BEGIN Recorded information

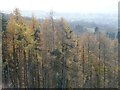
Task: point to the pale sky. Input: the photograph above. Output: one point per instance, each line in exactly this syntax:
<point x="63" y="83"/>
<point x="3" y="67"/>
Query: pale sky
<point x="74" y="6"/>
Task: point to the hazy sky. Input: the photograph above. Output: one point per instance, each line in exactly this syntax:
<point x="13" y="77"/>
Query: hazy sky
<point x="79" y="6"/>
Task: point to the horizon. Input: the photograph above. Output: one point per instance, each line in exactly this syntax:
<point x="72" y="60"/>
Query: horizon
<point x="72" y="6"/>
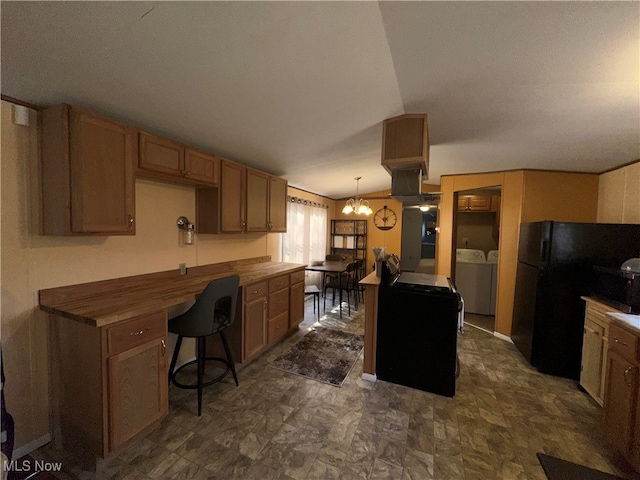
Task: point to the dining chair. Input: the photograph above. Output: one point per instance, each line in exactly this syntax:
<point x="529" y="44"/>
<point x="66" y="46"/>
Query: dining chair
<point x="345" y="282"/>
<point x="213" y="312"/>
<point x="315" y="292"/>
<point x="327" y="276"/>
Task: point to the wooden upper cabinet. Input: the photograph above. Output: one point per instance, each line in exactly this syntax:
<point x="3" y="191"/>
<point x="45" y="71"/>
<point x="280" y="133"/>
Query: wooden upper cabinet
<point x="232" y="197"/>
<point x="201" y="167"/>
<point x="405" y="143"/>
<point x="88" y="182"/>
<point x="266" y="202"/>
<point x="278" y="204"/>
<point x="159" y="154"/>
<point x="164" y="159"/>
<point x="257" y="201"/>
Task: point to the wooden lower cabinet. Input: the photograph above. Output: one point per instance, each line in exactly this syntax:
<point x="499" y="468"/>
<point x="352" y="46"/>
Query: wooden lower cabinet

END Recorded information

Reproduce every row above character for character, omitting the pictures.

§ Solution to this task:
Task: point to the pale sky. Input: the photograph above. Output: one point per instance, each line in exactly this syntax:
<point x="63" y="83"/>
<point x="3" y="67"/>
Query: pale sky
<point x="74" y="6"/>
Task: point to the hazy sky. Input: the photograph above. Output: one point per instance, each line in exactly this syntax:
<point x="13" y="77"/>
Query: hazy sky
<point x="79" y="6"/>
Task: point to the horizon. Input: the photograph above. Output: one point per instance, each line in exactly this syntax:
<point x="72" y="60"/>
Query: horizon
<point x="72" y="6"/>
Task: point to the dining chair. Input: the photograph above. Output: one point per instance, each line in exactly this syntax:
<point x="529" y="44"/>
<point x="66" y="46"/>
Query: dining chair
<point x="345" y="282"/>
<point x="213" y="312"/>
<point x="315" y="292"/>
<point x="327" y="276"/>
Task: point to the wooden upper cabinet. Input: the photograph above. Output: one point per instance, each line in exactly this syntax:
<point x="3" y="191"/>
<point x="45" y="71"/>
<point x="280" y="133"/>
Query: wooden upper cabinet
<point x="232" y="197"/>
<point x="201" y="167"/>
<point x="405" y="143"/>
<point x="88" y="182"/>
<point x="266" y="202"/>
<point x="278" y="204"/>
<point x="159" y="154"/>
<point x="164" y="159"/>
<point x="257" y="201"/>
Task: point to the wooden lower cabinet. Input: the photograph above. Output: one point per instance, each line in exactly this syntax:
<point x="499" y="468"/>
<point x="352" y="46"/>
Query: wooden lower cabinet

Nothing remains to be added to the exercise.